WHAT YOU WILL DO:
Each line in the entries below that holds the word "security" belongs in the answer.

RECORDS:
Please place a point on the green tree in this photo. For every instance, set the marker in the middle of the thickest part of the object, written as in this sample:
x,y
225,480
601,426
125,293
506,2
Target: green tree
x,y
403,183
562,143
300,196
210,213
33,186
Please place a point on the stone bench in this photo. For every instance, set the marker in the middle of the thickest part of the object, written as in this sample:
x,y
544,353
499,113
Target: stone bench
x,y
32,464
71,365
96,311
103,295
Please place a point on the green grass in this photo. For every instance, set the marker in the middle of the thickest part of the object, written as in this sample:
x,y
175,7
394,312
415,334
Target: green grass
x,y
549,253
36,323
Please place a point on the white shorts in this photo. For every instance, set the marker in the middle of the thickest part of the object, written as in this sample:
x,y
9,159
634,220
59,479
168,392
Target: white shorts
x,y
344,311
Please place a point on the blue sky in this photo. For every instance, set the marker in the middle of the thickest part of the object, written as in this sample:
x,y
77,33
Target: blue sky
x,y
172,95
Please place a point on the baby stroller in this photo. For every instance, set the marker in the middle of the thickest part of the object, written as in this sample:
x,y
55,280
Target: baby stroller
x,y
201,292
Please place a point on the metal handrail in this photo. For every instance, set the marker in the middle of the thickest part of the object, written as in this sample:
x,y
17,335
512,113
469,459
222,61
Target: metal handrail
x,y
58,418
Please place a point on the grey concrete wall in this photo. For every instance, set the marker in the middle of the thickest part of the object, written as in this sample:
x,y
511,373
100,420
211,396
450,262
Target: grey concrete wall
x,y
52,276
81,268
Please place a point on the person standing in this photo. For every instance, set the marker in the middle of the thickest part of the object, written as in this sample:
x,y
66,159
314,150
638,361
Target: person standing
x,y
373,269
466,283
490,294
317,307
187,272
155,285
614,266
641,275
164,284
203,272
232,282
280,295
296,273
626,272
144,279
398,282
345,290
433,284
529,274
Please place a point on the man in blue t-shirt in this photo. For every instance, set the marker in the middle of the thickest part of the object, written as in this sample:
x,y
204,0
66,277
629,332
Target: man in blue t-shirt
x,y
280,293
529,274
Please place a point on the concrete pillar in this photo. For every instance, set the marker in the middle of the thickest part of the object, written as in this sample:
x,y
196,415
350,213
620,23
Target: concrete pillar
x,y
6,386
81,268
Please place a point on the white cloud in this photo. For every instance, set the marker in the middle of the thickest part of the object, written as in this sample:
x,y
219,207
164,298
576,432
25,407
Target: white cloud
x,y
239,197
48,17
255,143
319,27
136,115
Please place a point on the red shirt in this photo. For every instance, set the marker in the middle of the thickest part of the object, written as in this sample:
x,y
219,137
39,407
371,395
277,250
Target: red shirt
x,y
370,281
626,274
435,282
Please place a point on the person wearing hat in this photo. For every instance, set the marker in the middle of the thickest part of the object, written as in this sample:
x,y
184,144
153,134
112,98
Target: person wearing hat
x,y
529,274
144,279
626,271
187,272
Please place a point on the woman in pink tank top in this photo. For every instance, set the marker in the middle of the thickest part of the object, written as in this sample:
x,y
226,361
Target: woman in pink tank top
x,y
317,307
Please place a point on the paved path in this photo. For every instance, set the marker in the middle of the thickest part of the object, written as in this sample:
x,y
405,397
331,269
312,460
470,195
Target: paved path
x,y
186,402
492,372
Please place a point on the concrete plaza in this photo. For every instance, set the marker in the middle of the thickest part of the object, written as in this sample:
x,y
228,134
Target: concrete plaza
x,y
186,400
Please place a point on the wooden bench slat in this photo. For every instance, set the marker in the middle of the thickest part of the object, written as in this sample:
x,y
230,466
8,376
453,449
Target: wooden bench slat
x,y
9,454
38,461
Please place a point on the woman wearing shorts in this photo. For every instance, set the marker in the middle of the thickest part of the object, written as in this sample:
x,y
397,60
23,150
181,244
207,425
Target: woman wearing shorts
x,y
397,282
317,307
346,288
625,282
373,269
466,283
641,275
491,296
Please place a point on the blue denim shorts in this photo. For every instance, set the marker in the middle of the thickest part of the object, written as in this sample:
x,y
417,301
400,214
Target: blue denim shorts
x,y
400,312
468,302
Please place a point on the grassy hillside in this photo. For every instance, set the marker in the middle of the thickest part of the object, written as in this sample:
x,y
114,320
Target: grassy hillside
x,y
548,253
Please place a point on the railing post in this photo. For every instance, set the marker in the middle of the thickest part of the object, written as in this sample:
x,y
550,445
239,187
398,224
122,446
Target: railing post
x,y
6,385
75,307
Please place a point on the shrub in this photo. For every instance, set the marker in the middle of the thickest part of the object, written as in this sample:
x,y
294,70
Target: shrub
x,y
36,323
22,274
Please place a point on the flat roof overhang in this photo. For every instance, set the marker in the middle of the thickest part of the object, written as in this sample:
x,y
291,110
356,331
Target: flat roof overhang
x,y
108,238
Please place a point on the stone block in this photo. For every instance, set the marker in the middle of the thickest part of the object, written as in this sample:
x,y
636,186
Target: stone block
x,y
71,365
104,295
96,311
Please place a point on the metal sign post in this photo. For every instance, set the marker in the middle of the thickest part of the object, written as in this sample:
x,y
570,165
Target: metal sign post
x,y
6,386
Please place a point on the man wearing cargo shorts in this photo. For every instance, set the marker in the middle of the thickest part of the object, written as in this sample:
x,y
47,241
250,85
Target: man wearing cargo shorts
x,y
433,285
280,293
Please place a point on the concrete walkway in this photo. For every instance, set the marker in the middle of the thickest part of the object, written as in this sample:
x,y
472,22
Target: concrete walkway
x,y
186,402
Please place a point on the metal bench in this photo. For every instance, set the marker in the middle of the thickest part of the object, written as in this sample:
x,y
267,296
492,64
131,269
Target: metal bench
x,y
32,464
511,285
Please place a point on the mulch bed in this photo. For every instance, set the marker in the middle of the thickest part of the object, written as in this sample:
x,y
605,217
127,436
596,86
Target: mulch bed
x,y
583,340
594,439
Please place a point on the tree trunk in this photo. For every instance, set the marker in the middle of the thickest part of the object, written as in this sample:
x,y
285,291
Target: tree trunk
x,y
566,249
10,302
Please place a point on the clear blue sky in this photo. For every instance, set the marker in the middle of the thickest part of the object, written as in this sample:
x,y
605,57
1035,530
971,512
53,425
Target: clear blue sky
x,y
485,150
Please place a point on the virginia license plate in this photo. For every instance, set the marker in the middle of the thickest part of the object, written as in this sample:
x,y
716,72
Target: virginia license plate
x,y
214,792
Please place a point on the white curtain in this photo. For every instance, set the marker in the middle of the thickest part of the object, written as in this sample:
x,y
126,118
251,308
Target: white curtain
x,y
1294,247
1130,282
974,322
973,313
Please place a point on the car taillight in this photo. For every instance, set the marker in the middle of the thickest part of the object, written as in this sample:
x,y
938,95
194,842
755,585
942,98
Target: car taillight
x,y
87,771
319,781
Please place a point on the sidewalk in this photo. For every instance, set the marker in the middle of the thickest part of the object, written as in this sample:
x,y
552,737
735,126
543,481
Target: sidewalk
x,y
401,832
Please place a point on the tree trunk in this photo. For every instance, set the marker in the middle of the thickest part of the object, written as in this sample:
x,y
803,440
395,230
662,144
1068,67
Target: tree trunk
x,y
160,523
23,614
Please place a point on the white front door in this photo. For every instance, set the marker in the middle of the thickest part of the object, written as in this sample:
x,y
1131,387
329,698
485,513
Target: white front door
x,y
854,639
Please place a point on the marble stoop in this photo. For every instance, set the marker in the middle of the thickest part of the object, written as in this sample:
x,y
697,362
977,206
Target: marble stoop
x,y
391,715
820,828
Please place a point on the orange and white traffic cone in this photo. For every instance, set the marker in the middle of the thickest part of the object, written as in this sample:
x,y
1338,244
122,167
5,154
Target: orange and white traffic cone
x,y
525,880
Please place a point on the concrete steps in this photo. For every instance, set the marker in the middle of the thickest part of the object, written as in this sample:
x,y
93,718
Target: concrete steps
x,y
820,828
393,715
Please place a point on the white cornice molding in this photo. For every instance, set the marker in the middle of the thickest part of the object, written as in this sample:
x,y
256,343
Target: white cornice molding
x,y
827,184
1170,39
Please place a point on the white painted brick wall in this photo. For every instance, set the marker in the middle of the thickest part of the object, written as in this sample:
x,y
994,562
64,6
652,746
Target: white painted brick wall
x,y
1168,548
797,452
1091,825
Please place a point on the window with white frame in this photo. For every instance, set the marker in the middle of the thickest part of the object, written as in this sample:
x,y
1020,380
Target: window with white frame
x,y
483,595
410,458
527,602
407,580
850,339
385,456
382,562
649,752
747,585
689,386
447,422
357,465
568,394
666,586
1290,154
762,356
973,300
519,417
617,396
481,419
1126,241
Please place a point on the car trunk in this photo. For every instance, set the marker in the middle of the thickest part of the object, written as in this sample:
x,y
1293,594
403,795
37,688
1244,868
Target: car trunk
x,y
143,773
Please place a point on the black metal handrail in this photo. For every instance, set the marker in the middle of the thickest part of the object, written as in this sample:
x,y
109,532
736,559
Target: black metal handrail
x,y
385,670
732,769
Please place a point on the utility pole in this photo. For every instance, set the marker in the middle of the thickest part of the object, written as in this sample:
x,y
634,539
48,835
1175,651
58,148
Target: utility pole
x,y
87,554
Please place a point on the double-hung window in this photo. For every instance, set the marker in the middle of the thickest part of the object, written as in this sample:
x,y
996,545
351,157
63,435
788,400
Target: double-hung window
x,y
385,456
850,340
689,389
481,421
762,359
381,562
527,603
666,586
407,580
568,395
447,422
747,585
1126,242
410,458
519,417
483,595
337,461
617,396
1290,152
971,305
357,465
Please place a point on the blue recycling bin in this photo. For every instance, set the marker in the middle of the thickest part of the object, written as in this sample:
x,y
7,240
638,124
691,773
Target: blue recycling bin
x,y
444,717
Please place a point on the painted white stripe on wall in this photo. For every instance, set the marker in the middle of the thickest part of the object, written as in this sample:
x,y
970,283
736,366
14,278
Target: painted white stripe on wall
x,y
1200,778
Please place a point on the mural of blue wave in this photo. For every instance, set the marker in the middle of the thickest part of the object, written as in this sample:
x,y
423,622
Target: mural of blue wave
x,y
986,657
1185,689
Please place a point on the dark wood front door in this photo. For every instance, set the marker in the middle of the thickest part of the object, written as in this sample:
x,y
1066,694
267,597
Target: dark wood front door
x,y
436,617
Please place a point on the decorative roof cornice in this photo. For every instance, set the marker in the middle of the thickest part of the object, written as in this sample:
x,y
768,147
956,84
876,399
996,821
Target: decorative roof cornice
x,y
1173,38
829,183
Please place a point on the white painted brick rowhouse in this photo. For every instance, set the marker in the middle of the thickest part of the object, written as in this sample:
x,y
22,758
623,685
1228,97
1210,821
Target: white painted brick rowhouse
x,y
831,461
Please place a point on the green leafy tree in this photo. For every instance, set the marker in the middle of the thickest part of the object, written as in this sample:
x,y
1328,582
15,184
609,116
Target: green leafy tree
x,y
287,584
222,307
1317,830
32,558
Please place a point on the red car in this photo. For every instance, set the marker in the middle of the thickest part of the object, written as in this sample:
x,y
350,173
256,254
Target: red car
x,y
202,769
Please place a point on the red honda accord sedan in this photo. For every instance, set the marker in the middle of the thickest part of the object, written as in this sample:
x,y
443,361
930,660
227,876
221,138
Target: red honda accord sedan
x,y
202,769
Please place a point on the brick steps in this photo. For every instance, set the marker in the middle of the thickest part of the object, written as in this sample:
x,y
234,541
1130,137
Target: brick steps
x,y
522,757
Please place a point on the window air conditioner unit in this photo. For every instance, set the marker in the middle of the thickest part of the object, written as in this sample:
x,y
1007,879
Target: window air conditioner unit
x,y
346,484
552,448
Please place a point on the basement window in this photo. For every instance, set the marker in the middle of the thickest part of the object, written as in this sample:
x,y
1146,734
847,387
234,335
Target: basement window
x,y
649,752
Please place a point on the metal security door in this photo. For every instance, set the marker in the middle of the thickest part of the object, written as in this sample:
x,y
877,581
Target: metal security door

TASK RESULT:
Please place a point on the metal security door in this photo. For every instance, set the marker in the middle of the thickest part of the object, written as in this sample:
Target: metal security door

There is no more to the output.